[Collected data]

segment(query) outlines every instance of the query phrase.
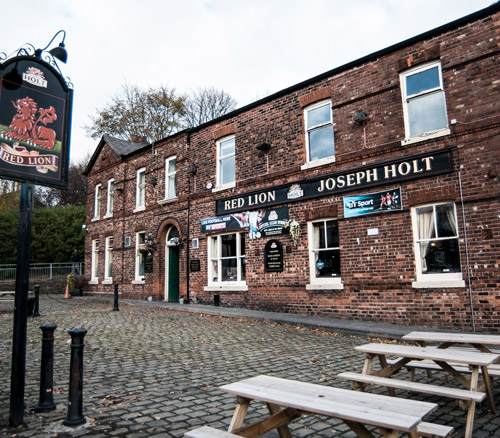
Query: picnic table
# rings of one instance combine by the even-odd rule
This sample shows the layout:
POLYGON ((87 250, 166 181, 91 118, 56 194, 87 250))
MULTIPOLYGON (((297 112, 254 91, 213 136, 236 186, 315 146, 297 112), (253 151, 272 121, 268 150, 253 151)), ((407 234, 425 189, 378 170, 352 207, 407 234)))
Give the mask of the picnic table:
POLYGON ((366 428, 367 425, 378 427, 381 435, 386 437, 397 437, 399 432, 418 437, 422 433, 419 428, 436 426, 422 421, 437 409, 435 403, 397 399, 265 375, 230 383, 220 389, 236 396, 237 404, 229 432, 239 436, 260 436, 277 429, 280 437, 288 438, 291 437, 288 424, 302 415, 310 414, 341 419, 362 438, 373 437, 366 428), (253 400, 264 402, 269 414, 244 425, 253 400))
POLYGON ((410 332, 403 336, 405 341, 414 341, 425 346, 429 342, 440 343, 438 348, 449 348, 452 345, 469 344, 483 353, 492 353, 487 346, 500 345, 500 336, 471 334, 471 333, 446 333, 446 332, 410 332))
MULTIPOLYGON (((370 343, 355 347, 355 349, 366 354, 363 374, 377 377, 391 377, 412 361, 417 363, 419 361, 432 361, 472 393, 485 391, 492 412, 496 412, 488 366, 496 362, 500 358, 500 354, 382 343, 370 343), (389 362, 387 356, 396 356, 397 359, 389 362), (372 372, 372 364, 375 357, 378 357, 381 369, 372 372), (456 364, 467 367, 471 373, 471 377, 468 378, 463 372, 458 371, 454 367, 456 364), (482 373, 482 382, 479 382, 480 370, 482 373)), ((466 438, 472 437, 475 403, 474 398, 471 397, 468 403, 466 438)))

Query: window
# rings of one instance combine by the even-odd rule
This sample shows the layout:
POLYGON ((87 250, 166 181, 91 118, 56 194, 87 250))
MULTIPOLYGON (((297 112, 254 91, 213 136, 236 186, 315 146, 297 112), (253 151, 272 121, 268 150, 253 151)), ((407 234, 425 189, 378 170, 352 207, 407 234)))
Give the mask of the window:
POLYGON ((115 180, 108 181, 108 202, 106 204, 106 217, 113 216, 113 206, 115 202, 115 180))
POLYGON ((144 281, 144 264, 146 261, 146 232, 135 235, 135 280, 144 281))
POLYGON ((455 204, 413 208, 412 220, 417 283, 456 280, 457 286, 462 287, 455 204))
POLYGON ((92 271, 90 280, 97 282, 99 279, 99 240, 92 241, 92 271))
POLYGON ((209 284, 245 285, 245 233, 209 238, 209 284))
POLYGON ((101 197, 102 197, 102 186, 97 184, 95 186, 94 195, 94 219, 99 219, 101 217, 101 197))
POLYGON ((175 198, 176 190, 176 157, 169 157, 165 160, 165 199, 175 198))
POLYGON ((135 211, 146 208, 146 169, 137 171, 135 211))
POLYGON ((441 63, 413 68, 400 79, 406 138, 449 133, 441 63))
POLYGON ((340 289, 339 227, 336 220, 308 223, 310 285, 308 289, 340 289))
POLYGON ((217 141, 217 187, 231 187, 236 181, 234 135, 217 141))
POLYGON ((113 238, 106 237, 106 253, 104 256, 104 280, 113 280, 113 238))
POLYGON ((330 100, 318 102, 304 110, 307 161, 333 159, 333 115, 330 100))

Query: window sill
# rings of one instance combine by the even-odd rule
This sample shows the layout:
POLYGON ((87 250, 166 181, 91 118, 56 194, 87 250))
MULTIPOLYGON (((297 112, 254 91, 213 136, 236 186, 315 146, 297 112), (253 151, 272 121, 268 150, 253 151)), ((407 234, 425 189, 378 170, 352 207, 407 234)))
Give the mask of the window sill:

Description of the task: Each line of the data must be restated exactly, and the pictures must be left out.

Your response:
segment(query) outlines every instance of the query phrase.
Query: picnic table
# rings of one instance combine by the even-odd rule
This sample shows the layout:
POLYGON ((87 250, 166 181, 91 118, 56 194, 87 250))
MULTIPOLYGON (((297 112, 254 91, 213 136, 236 186, 315 146, 297 112), (253 151, 272 121, 268 150, 253 151)), ((407 234, 425 189, 378 170, 352 207, 407 234)))
Give the mask of the picnic table:
POLYGON ((366 428, 367 425, 378 427, 381 435, 386 437, 397 437, 399 432, 418 437, 422 433, 419 428, 436 426, 422 421, 437 409, 435 403, 397 399, 265 375, 230 383, 220 389, 236 396, 237 404, 229 432, 239 436, 260 436, 277 429, 280 437, 288 438, 291 437, 288 424, 302 415, 310 414, 341 419, 362 438, 373 437, 366 428), (253 400, 264 402, 269 414, 244 425, 253 400))
POLYGON ((410 332, 403 336, 405 341, 414 341, 425 346, 429 342, 440 343, 438 348, 449 348, 452 345, 469 344, 483 353, 492 353, 487 346, 500 345, 500 336, 471 334, 471 333, 446 333, 446 332, 410 332))
MULTIPOLYGON (((370 343, 355 347, 355 349, 366 354, 363 374, 377 377, 391 377, 412 361, 417 363, 419 361, 432 361, 472 393, 485 391, 492 412, 496 412, 488 366, 496 362, 500 358, 500 354, 382 343, 370 343), (389 362, 387 356, 396 356, 397 359, 389 362), (372 372, 372 364, 375 357, 378 357, 381 369, 372 372), (456 364, 467 367, 471 373, 471 377, 468 378, 463 372, 458 371, 454 367, 456 364), (482 373, 482 382, 479 382, 480 370, 482 373)), ((466 438, 472 437, 475 403, 474 398, 471 397, 468 403, 466 438)))

Query: window
# rings of one instance combine by the even-odd rule
This sample shows the layout:
POLYGON ((87 250, 166 181, 91 118, 56 194, 87 250))
MULTIPOLYGON (((297 112, 254 91, 213 136, 236 186, 315 146, 297 112), (253 151, 272 121, 268 150, 253 151)), ((407 234, 425 189, 378 170, 352 207, 407 234)))
Give the mask of the window:
POLYGON ((115 180, 108 181, 108 202, 106 204, 106 217, 113 216, 113 206, 115 202, 115 180))
POLYGON ((144 281, 144 264, 146 261, 146 232, 135 235, 135 280, 144 281))
POLYGON ((455 204, 413 208, 412 220, 417 283, 456 280, 457 286, 462 287, 455 204))
POLYGON ((92 271, 90 280, 97 282, 99 279, 99 240, 92 241, 92 271))
POLYGON ((209 284, 245 285, 245 233, 209 238, 209 284))
POLYGON ((101 197, 102 197, 102 186, 97 184, 95 186, 94 195, 94 219, 99 219, 101 217, 101 197))
POLYGON ((175 198, 176 190, 176 157, 169 157, 165 160, 165 199, 175 198))
POLYGON ((135 211, 146 208, 146 169, 137 171, 135 211))
POLYGON ((441 63, 413 68, 400 79, 406 138, 449 133, 441 63))
POLYGON ((340 289, 339 227, 336 220, 308 223, 310 285, 308 289, 340 289))
POLYGON ((217 141, 217 187, 231 187, 236 181, 234 135, 217 141))
POLYGON ((113 238, 106 237, 106 253, 104 256, 104 280, 113 280, 113 238))
POLYGON ((330 100, 318 102, 304 110, 307 161, 333 159, 333 115, 330 100))

Query: window sill
# rings of one instance combine by the even-odd rule
This sample shows the layout:
POLYGON ((87 250, 166 181, 91 118, 56 194, 87 250))
MULTIPOLYGON (((297 112, 254 91, 213 136, 236 186, 315 146, 297 112), (253 151, 272 121, 268 150, 253 151)), ((407 234, 425 189, 378 170, 352 207, 407 234)))
Give the mask of the window sill:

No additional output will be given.